Document segment:
:::::
Tell you what though. Two of us had hardtails on Saturday and one guy has a (quite old) Garry Fisher ridged MTB. So much for needing suspension. Guess who was blasting over the jumps and down the tracks the fastest? Not a fat pig who was bringing up the rear, that's for sure ;0)


----------



## GilesM (20 Oct 2008)

Mr Pig said:


> Thank you for the advice and encouragement. Talked about it, we are going to Glentress. Arn't all climbs hard? They are to me.
> 
> Tell you what though. Two of us had hardtails on Saturday and one guy has a (quite old) Garry Fisher ridged MTB. So much for needing suspension. Guess who was blasting over the jumps and down the tracks the fastest? Not a fat pig who was bringing up the rear, that's for sure ;0)



Carron Valley trails are fairly smooth for most of the route, so I wouldn't expect the suspension to help so much, however there are a few descents on the Glentress red run that are much rougher. It also takes time to get used to the trails, some people (especially those with a lower concern for their own safety) will always be a bit quicker initially, as you get more experienced your limits will get closer to the limits of the bike.

Enjoy Glentress, and let us know how you get on.


----------



## Renard (26 Oct 2008)

I went to CV today and I beg to differ as the trails are pretty rough IMO. There has been a little work on the pipe dream to smooth it out where it was really bad, but the runway has deteriorated somewhat from how it originally was a couple of years ago. There is a lot less fireroad since the new sections were put in last year. As far as Kelpies is concerned you will be fine if you roll up and over it. I find that there is a big rock which makes you take a line to the left on the approach although the ideal line is down the right side of the ramp.
:::::
Work to complete:
Reproduce the whole mountain biking thread word for word. The lines after this have no connection to the mountain biking thread.

Stored data:
:::::
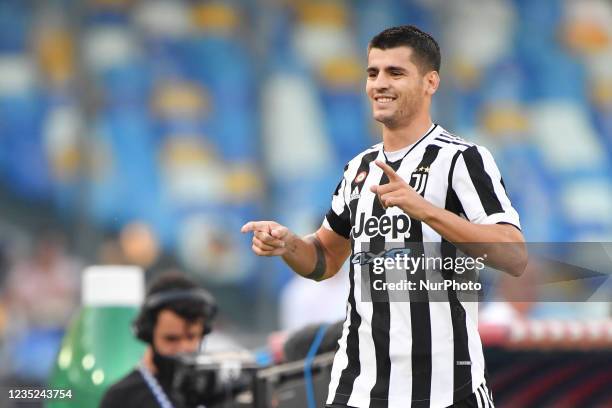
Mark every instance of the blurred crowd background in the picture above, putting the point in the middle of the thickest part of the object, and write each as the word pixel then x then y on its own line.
pixel 147 132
:::::
Exercise answer:
Tell you what though. Two of us had hardtails on Saturday and one guy has a (quite old) Garry Fisher ridged MTB. So much for needing suspension. Guess who was blasting over the jumps and down the tracks the fastest? Not a fat pig who was bringing up the rear, that's for sure ;0)


----------



## GilesM (20 Oct 2008)

Mr Pig said:


> Thank you for the advice and encouragement. Talked about it, we are going to Glentress. Arn't all climbs hard? They are to me.
> 
> Tell you what though. Two of us had hardtails on Saturday and one guy has a (quite old) Garry Fisher ridged MTB. So much for needing suspension. Guess who was blasting over the jumps and down the tracks the fastest? Not a fat pig who was bringing up the rear, that's for sure ;0)



Carron Valley trails are fairly smooth for most of the route, so I wouldn't expect the suspension to help so much, however there are a few descents on the Glentress red run that are much rougher. It also takes time to get used to the trails, some people (especially those with a lower concern for their own safety) will always be a bit quicker initially, as you get more experienced your limits will get closer to the limits of the bike.

Enjoy Glentress, and let us know how you get on.


----------



## Renard (26 Oct 2008)

I went to CV today and I beg to differ as the trails are pretty rough IMO. There has been a little work on the pipe dream to smooth it out where it was really bad, but the runway has deteriorated somewhat from how it originally was a couple of years ago. There is a lot less fireroad since the new sections were put in last year. As far as Kelpies is concerned you will be fine if you roll up and over it. I find that there is a big rock which makes you take a line to the left on the approach although the ideal line is down the right side of the ramp.